*** Given information Section Begins ***

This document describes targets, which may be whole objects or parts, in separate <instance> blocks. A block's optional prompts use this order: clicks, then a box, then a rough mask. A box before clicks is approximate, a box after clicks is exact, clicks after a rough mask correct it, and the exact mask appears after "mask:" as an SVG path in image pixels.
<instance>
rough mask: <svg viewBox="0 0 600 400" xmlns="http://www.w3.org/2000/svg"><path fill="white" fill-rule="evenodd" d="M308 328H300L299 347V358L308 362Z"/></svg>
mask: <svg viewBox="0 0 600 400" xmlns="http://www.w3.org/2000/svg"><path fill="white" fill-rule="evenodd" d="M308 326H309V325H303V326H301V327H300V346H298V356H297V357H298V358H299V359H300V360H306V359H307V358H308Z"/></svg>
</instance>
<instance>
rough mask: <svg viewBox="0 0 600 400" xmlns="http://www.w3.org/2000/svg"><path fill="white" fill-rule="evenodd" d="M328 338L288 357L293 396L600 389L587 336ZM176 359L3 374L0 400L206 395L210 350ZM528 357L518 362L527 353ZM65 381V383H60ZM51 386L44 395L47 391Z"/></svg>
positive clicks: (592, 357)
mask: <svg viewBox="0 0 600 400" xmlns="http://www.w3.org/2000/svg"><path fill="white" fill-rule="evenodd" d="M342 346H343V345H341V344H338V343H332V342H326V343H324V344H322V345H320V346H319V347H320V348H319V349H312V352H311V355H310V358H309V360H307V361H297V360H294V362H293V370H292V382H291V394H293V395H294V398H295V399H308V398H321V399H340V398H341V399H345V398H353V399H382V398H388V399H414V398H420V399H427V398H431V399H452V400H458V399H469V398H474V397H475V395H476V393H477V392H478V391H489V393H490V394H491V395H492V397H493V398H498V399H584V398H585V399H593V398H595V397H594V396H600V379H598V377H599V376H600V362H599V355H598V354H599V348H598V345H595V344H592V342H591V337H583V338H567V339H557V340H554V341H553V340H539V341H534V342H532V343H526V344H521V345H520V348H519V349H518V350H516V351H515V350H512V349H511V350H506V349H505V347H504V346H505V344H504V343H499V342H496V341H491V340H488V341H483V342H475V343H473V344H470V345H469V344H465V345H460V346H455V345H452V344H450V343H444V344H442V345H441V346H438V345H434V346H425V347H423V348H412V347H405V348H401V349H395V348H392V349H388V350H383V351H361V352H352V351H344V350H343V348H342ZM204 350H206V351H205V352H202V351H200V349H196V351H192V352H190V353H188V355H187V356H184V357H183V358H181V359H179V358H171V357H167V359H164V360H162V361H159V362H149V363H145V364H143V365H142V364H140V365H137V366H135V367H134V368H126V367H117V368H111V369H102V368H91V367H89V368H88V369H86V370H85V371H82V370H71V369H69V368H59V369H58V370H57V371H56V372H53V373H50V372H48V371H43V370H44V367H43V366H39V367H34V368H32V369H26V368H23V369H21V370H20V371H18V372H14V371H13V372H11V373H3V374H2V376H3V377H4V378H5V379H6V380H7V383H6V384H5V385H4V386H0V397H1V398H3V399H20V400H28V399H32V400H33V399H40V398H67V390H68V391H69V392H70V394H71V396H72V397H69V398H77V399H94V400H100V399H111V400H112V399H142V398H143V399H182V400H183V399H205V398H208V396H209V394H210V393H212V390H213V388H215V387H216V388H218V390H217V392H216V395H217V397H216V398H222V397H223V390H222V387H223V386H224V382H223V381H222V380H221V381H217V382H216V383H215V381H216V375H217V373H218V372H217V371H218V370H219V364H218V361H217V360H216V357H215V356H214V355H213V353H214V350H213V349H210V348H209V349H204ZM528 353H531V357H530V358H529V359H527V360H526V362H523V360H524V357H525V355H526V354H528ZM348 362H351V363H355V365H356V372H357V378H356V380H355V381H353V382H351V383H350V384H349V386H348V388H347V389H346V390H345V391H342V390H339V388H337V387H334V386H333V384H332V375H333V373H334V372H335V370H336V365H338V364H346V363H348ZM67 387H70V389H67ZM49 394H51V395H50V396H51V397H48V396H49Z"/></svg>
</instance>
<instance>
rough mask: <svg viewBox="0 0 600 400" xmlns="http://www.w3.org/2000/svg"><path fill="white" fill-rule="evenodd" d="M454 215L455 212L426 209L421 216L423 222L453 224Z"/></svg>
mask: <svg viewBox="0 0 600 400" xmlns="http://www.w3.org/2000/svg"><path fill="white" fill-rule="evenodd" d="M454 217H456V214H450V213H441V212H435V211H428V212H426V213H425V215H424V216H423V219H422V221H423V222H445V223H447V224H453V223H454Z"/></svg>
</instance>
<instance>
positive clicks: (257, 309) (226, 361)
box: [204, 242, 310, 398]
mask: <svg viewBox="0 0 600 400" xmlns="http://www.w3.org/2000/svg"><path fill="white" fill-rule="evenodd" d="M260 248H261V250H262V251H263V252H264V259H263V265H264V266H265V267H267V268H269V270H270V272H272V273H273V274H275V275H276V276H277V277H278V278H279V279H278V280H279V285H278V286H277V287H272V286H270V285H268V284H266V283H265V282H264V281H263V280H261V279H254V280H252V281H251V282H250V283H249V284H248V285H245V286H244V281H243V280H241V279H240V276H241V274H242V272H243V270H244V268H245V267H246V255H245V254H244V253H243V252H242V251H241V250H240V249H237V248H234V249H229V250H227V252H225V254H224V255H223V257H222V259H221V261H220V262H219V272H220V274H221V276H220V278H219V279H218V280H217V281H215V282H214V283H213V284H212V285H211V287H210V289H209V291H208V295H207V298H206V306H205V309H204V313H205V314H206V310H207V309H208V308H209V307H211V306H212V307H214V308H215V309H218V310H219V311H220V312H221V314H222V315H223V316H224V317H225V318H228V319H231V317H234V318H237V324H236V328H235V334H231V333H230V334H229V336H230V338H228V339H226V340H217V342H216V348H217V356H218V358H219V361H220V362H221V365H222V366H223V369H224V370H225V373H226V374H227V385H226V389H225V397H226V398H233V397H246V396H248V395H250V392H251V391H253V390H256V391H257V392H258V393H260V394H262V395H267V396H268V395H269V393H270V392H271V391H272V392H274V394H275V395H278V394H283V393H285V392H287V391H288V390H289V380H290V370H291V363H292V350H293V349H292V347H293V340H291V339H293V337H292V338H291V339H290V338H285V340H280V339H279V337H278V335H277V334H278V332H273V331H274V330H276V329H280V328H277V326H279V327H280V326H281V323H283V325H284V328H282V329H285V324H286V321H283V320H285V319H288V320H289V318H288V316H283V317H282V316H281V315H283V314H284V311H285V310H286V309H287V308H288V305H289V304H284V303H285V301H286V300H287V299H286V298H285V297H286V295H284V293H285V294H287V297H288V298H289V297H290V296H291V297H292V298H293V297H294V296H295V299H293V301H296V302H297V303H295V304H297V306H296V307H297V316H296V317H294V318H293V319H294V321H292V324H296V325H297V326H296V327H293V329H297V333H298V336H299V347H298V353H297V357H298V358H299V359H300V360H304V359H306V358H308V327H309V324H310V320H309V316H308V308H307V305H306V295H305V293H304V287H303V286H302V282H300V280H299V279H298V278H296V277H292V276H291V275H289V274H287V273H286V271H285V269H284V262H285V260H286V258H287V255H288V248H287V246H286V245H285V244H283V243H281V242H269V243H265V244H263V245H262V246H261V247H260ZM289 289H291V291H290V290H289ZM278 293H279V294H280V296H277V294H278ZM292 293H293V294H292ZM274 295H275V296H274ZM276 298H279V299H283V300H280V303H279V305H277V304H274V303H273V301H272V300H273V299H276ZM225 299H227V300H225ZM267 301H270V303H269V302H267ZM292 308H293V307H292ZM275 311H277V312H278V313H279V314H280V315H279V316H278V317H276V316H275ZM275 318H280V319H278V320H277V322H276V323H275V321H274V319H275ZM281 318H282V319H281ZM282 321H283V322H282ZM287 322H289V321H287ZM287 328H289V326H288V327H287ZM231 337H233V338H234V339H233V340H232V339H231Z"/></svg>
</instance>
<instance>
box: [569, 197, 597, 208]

*** Given information Section Ends ***

• Work to be completed
Pull out each line above that contains the word "positive", treating uppercase and lowercase as different.

• Answer to this exercise
positive clicks: (592, 357)
positive clicks: (257, 309) (226, 361)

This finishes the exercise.